Transcribe the entries exactly as given and skip whatever images they hold.

◆ RECORDS PROVIDED
▼
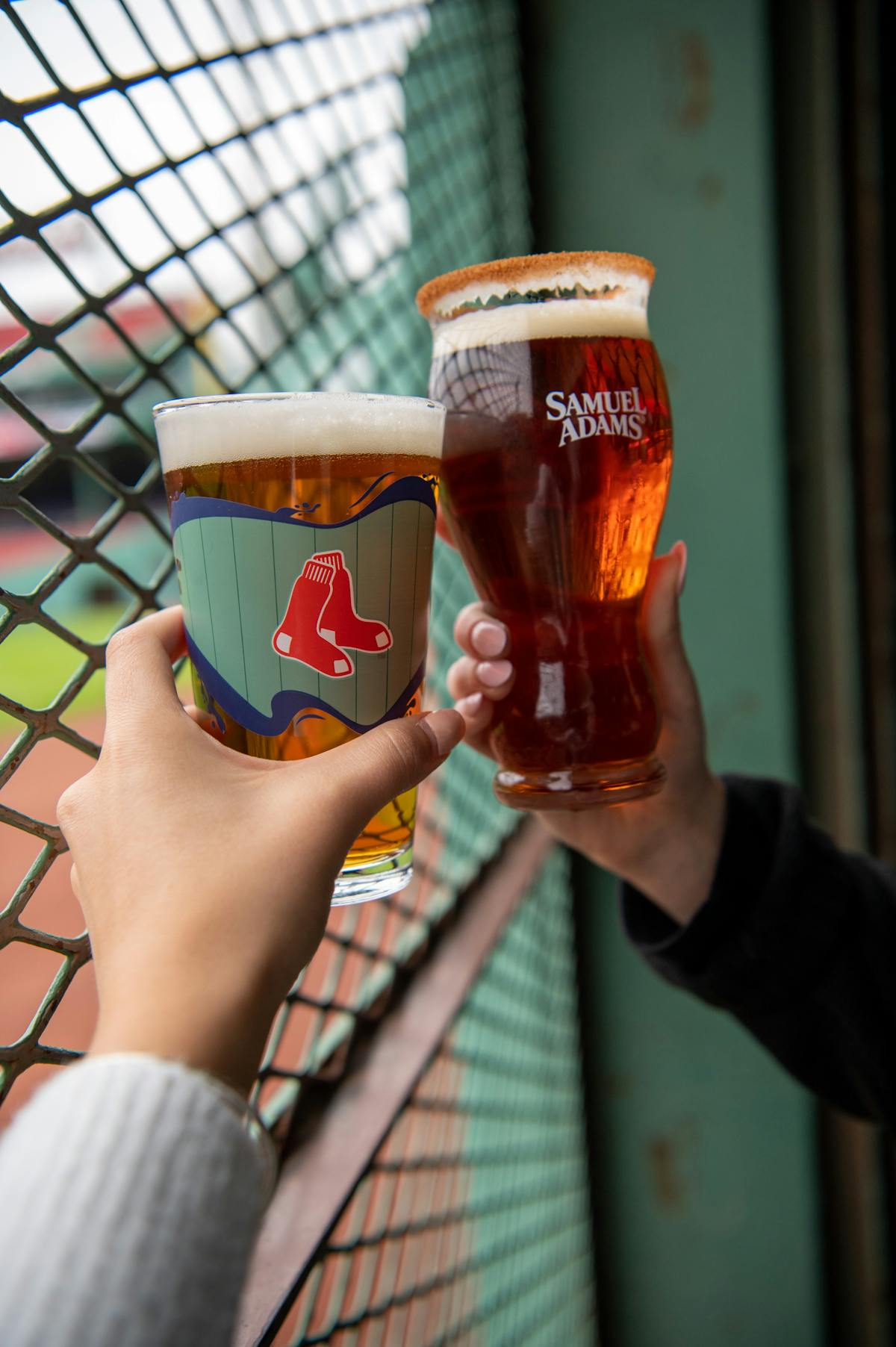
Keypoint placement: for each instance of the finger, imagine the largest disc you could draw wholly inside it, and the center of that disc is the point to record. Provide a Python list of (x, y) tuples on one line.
[(492, 678), (477, 713), (202, 718), (393, 757), (139, 674), (663, 641), (479, 632)]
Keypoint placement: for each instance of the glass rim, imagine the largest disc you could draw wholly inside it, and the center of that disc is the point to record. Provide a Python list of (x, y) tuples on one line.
[(537, 278), (336, 396)]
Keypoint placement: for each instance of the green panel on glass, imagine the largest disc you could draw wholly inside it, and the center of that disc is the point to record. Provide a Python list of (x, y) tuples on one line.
[(706, 1180)]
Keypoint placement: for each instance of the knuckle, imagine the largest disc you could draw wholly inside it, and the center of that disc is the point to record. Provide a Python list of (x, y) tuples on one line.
[(122, 641), (402, 750), (70, 804)]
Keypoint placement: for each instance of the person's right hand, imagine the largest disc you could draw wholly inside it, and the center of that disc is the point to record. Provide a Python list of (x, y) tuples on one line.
[(666, 845), (205, 874)]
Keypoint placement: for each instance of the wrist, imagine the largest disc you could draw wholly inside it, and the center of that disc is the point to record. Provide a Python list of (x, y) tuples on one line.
[(678, 869), (219, 1033)]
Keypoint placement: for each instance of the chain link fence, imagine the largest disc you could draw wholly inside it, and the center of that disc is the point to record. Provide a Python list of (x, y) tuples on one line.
[(209, 196)]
▲
◆ EXERCISE OUTPUT
Keypoint placement: for each instance of the finger, imagine the largest disc you could draw wholly inside it, and the center of that disc is the point to record. Provide a Python list of (x, y) tuples on one line.
[(492, 678), (477, 713), (202, 718), (393, 757), (139, 674), (663, 641), (479, 632)]
Keypoint placement: for each instance of the glass rim, imagine the largest disc you could draw wholly inside it, and the center of that disc is the point to record. Provide a Python list of (x, y) tuples on one line.
[(537, 278), (336, 396)]
Keypoint placement: for each instance of the green panel on glass, imagine the largest disc you could draw wholly inside it, and the center of that disc is the point to record. Provide a Python list of (x, y) tuples on one line.
[(706, 1180)]
Keypoint placement: for each instance of the knuckle, imagine the largest disc you could draw wholly inside it, and the center of that disc is the point to record. Provide a Python list of (x, y) tuples on one line.
[(122, 641), (402, 750), (70, 804)]
Keypoint placement: for each instance of the person's right hand, imagine the largest disc you could draw wholly inside it, and the center of that disc is the point to record. Provide a Python list of (x, y) tuples on one line.
[(666, 845), (205, 874)]
Keypoint placement: for each instance of the wrist, imagine the largest disc you could draw wholly inside it, and the center of that disc is the point to record. Provide a Python list of (x, y) tuples on one line.
[(678, 869), (219, 1033)]
Keypoint placement: for each instance of the chain link fence, imagine the largest disc you could draw wholly inside it, and the center of that disc is the point to record. Provide a Python list of (x, y) tuples on one line.
[(209, 196)]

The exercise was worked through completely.